# PROBLEM:
Return the lines below from the one containing "Isolate man's hand" through the one containing "left=171, top=46, right=228, bottom=99", inclusive, as a JSON list of strings with one string per line and blank lines omitted.
** begin EXTRACTED INFORMATION **
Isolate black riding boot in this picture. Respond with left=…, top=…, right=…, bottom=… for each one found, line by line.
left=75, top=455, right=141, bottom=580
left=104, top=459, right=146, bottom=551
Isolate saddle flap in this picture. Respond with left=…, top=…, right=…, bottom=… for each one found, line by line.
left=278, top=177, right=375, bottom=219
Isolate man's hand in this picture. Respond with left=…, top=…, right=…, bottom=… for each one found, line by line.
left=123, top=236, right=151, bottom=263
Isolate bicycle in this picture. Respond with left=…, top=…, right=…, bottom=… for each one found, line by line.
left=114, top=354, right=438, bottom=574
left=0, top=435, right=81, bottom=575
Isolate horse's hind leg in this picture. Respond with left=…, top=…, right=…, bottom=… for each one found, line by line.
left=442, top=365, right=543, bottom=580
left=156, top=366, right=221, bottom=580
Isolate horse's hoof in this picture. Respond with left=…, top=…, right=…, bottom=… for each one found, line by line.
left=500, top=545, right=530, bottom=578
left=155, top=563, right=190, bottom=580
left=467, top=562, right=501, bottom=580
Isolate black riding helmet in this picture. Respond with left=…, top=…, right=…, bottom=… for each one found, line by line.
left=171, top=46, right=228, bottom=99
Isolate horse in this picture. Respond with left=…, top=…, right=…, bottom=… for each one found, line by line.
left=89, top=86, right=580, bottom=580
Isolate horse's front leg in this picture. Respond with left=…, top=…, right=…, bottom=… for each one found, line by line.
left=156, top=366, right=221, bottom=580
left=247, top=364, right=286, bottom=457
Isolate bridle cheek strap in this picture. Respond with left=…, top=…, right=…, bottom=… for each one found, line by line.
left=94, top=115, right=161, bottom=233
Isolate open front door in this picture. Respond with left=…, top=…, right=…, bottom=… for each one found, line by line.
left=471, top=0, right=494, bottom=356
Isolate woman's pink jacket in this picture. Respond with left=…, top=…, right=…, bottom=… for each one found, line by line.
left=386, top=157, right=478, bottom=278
** end EXTRACTED INFORMATION **
# RESPONSE TO THE TASK:
[
  "Isolate man's hand in this picture. Respond with left=…, top=…, right=…, bottom=… for each one found, line by line.",
  "left=123, top=236, right=151, bottom=263",
  "Isolate bicycle in this picture. Respond with left=…, top=…, right=…, bottom=… for each one found, line by line.",
  "left=114, top=354, right=438, bottom=574",
  "left=0, top=435, right=81, bottom=575",
  "Isolate horse's hind leg in this picture. Respond with left=…, top=…, right=…, bottom=… for each one found, line by line.",
  "left=442, top=365, right=543, bottom=580",
  "left=156, top=366, right=221, bottom=580",
  "Isolate horse's hoof in this picture. Respond with left=…, top=…, right=…, bottom=… for each one found, line by line.",
  "left=500, top=545, right=530, bottom=578",
  "left=155, top=563, right=190, bottom=580",
  "left=467, top=562, right=501, bottom=580",
  "Isolate black riding helmet in this picture. Respond with left=…, top=…, right=…, bottom=… for each one found, line by line.",
  "left=171, top=46, right=228, bottom=99"
]